• WHAT YOU HAVE TO DO: Set the material down again exactly, line by line, skipping each picture.

• DATASET EXTRACT:

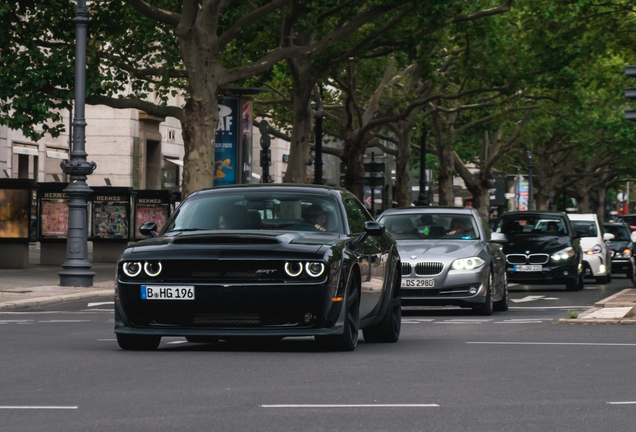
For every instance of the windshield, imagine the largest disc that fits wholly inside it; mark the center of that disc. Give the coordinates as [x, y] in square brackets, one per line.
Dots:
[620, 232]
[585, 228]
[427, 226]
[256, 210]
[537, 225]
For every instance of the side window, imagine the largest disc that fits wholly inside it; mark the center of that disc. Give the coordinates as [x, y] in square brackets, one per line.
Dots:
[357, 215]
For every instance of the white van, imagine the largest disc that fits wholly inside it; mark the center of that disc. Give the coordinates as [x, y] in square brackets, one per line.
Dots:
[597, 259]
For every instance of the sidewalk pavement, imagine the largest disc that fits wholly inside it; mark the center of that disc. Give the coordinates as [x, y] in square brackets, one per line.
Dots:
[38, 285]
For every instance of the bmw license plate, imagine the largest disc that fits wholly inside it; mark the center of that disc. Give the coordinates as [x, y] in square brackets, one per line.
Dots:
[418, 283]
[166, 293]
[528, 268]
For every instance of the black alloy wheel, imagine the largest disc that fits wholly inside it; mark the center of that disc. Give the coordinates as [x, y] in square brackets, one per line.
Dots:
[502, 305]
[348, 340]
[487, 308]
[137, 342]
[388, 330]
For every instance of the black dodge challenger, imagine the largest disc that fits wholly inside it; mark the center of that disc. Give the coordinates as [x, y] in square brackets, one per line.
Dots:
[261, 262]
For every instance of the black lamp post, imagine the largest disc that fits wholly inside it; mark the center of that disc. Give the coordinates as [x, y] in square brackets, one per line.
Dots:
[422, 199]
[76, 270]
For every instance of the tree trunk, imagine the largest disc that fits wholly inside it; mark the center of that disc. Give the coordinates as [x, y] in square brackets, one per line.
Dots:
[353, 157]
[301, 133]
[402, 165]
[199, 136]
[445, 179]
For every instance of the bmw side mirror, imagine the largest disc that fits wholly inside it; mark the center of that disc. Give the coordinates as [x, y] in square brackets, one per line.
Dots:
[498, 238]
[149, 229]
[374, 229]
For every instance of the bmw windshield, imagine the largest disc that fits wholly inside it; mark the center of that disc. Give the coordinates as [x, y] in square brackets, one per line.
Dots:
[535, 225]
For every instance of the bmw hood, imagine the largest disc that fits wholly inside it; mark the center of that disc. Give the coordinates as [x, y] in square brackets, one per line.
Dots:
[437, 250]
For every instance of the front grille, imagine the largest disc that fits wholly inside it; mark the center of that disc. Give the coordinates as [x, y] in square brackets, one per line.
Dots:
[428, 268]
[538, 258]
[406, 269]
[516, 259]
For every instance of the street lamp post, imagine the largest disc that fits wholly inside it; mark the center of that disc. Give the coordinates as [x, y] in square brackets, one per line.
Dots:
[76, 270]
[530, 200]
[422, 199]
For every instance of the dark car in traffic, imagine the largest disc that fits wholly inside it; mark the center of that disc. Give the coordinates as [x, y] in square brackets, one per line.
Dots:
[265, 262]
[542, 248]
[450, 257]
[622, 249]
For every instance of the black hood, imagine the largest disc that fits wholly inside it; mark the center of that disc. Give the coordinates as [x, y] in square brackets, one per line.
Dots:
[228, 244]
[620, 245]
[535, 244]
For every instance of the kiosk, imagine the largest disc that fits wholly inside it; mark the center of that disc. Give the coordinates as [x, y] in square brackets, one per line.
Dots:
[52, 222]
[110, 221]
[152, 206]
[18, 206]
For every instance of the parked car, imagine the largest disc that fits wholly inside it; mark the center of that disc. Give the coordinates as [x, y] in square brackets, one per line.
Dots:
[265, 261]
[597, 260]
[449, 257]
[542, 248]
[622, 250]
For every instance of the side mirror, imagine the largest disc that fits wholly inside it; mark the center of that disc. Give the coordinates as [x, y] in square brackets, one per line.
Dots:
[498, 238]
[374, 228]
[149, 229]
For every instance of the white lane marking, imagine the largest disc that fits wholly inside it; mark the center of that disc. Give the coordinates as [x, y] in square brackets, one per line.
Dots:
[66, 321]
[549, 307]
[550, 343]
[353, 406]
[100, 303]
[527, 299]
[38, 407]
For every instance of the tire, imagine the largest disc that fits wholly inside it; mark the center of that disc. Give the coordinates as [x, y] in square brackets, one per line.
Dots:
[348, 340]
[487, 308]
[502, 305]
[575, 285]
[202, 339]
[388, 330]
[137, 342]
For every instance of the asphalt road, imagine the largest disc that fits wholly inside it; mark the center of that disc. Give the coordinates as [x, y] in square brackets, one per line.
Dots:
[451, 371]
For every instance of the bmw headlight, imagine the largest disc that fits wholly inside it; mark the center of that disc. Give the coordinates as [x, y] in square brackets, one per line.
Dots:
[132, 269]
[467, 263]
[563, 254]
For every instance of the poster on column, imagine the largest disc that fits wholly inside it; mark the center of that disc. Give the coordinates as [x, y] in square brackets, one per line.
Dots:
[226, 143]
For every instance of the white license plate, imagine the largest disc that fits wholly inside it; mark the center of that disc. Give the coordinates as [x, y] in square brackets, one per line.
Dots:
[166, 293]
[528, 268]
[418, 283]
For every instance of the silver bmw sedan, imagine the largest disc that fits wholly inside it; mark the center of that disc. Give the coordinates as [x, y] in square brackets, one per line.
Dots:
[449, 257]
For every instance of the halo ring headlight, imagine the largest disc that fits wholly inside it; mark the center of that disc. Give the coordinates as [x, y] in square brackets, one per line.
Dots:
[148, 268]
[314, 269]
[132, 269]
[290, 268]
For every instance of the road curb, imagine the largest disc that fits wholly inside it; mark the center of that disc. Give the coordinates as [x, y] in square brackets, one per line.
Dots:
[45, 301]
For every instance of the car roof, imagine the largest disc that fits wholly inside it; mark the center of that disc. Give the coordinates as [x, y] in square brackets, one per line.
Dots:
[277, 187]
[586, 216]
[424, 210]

• OUTPUT BELOW:
For every instance of the windshield, imagine the largest disc that fits wholly inside it; mark the center of that disc. Give the coordinates as [x, y] in square brackets, one per line.
Dots:
[620, 232]
[585, 228]
[427, 226]
[256, 210]
[537, 225]
For every instance of the side window, imagine the largest disc that fits wholly inside it; mark the center of that disc. Give the coordinates as [x, y] in square brackets, one per line.
Dots:
[357, 215]
For every instance of the white van, imagine the largest disc that fits wholly inside it; mark the center of that disc. Give the coordinates as [x, y] in square brackets, one per line.
Dots:
[597, 259]
For every instance of the sidewalk pavement, imagine the largest disc that fits wholly inside it; mark the center of that disc. Give the coordinates as [x, y] in square brackets, one per line.
Dots:
[38, 285]
For every instance of the bmw license plate, imagine the largest disc that fits wholly inside it; mark the center of that disc. Give the coordinates as [x, y] in square brackets, one per line.
Dots:
[418, 283]
[166, 293]
[528, 268]
For every instance of the black alloy wheel, imagine the largest disc that fits wholly inside it; mark the center of that disc. Give the coordinates as [x, y] in square brackets, one per line.
Dots:
[502, 305]
[348, 340]
[487, 308]
[137, 342]
[388, 330]
For every instance of the black dodge challenger, imagine the largest disc that fits wholly inside it; mark the center of that disc. Give the coordinates as [x, y] in square brackets, one per line.
Dots:
[261, 262]
For every instance of the black lamp post, imagine the largest disc that fits wholly inside it; mark the center of that disc. Give the coordinates as [x, y] in square brackets, one per line.
Dots:
[422, 199]
[76, 270]
For every instance of the tree trunk, imagine the largest disc that fits wholly inside it; mark the center of that disc. Give the coordinates as [x, y] in square brackets, one per line.
Dots:
[353, 157]
[301, 133]
[402, 165]
[199, 136]
[445, 179]
For every instance of the bmw side mirror, imagine the largest disc that fits wholly inside it; mark the center of that disc. Give the coordinates as [x, y] in square brackets, one per line.
Dots:
[498, 238]
[149, 229]
[374, 229]
For every instance of the bmw windshield, imagine the largest disc that fits wholly inside it; mark the center of that disc. Give the coordinates as [x, y] in square brackets, one per line.
Dots:
[535, 225]
For every instance of the bmw hood, imagine the largest disc that fits wholly inside it; mark the center of that disc. Give the coordinates as [x, y] in square brackets, one per line.
Dots:
[437, 250]
For every instance of the front grille, imagine the largest disc that fits wholly inside it; mark the center of that disc. Give the coordinates as [x, y] in square brackets, one per line.
Dots:
[428, 268]
[538, 258]
[406, 269]
[516, 259]
For every instance of the street lamp post, imagine the largest disc that fits wholly inside it; mark the center of that disc. Give the coordinates as [x, y] in square brackets, one per line.
Dots:
[76, 270]
[530, 200]
[422, 199]
For every instance of the dark car in traffic, imagine the largest disc that fits wholly inside it; mark the center of that disc. Give the coordinates as [x, y] in square brackets, one per line.
Dots:
[265, 262]
[542, 248]
[450, 257]
[622, 249]
For every instance of the black hood, imagine the largest disc that fits wholly inside it; mark the center of that disc. Give the coordinates as [x, y] in square brackets, one per line.
Dots:
[228, 244]
[620, 245]
[535, 244]
For every instance of the kiosk, imagine the largest disc that fits wholly inside it; mark the center of that disc. Give the coordinates as [x, y] in square brackets, one per line.
Dots:
[52, 222]
[110, 221]
[152, 206]
[18, 206]
For every instance of the parked car, imagine the largest disc that fits wholly inside it; mark the center of that disc. Give the coordinates as [x, y] in square brackets, one per line.
Dots:
[265, 261]
[597, 260]
[449, 257]
[542, 248]
[622, 250]
For every instance of the side mirror, imagine the largest disc that fits wholly inside it; mark the center of that disc. Give the coordinates as [x, y] in square brackets, one per line.
Dots:
[498, 238]
[374, 228]
[149, 229]
For every instance of the white lane marking, imagine the largest disc that fits wholly inside it; mark the center of that disc. Give the coordinates as [x, y] in square brackets, one per line.
Dots:
[66, 321]
[549, 307]
[550, 343]
[353, 406]
[100, 303]
[527, 299]
[38, 407]
For every instance of the tire, imagine the largest disc that fits wholly inside it; mark the center of that disc. Give the coordinates as [x, y] in square brackets, one per line.
Dots:
[348, 340]
[487, 308]
[502, 305]
[575, 285]
[202, 339]
[388, 330]
[137, 342]
For every instance of the asphalt road, imagine the largest disc that fits wholly inside it; mark the center of that disc. Give the coordinates as [x, y] in square brackets, one per line.
Dots:
[451, 371]
For every instance of the bmw headlight, imagine the largest disc that fits wholly inside it; mark the center of that disc. Give the coordinates as [x, y] in square brackets, one per line.
Dots:
[132, 269]
[467, 263]
[563, 254]
For every instance of the poster on column, imagine the largest disc that fits wholly inside it; mark the center of that disc. Give the coordinates as [x, y] in square brackets, one per line.
Dots:
[226, 143]
For every instance of the white license plate, imagine the largest disc that fits wholly inside it; mark the center of that disc. Give the coordinates as [x, y] in square brackets, one per line.
Dots:
[166, 293]
[528, 268]
[418, 283]
For every instance of the silver bmw sedan, imagine the largest disc that fits wholly inside it; mark the center of that disc. Give the coordinates as [x, y] in square brackets, one per line.
Dots:
[449, 257]
For every instance of the halo ring headlight, imagine the largest disc that fits wholly inside it; mark the center of that disc. Give the coordinates as [x, y] in square brackets, one per line.
Dots:
[148, 268]
[314, 269]
[132, 269]
[290, 268]
For every instance of the road curb, imagine the largest disc that fits wholly inside it; mark the center of that disc. Give the coordinates as [x, y] in square brackets, one per line.
Dots:
[45, 301]
For every instance of the car roof, imagine the largest disc that fits wholly inside it; mark the center of that disc. Give the coordinates as [x, y] in square brackets, one per line.
Dots:
[277, 187]
[586, 216]
[424, 210]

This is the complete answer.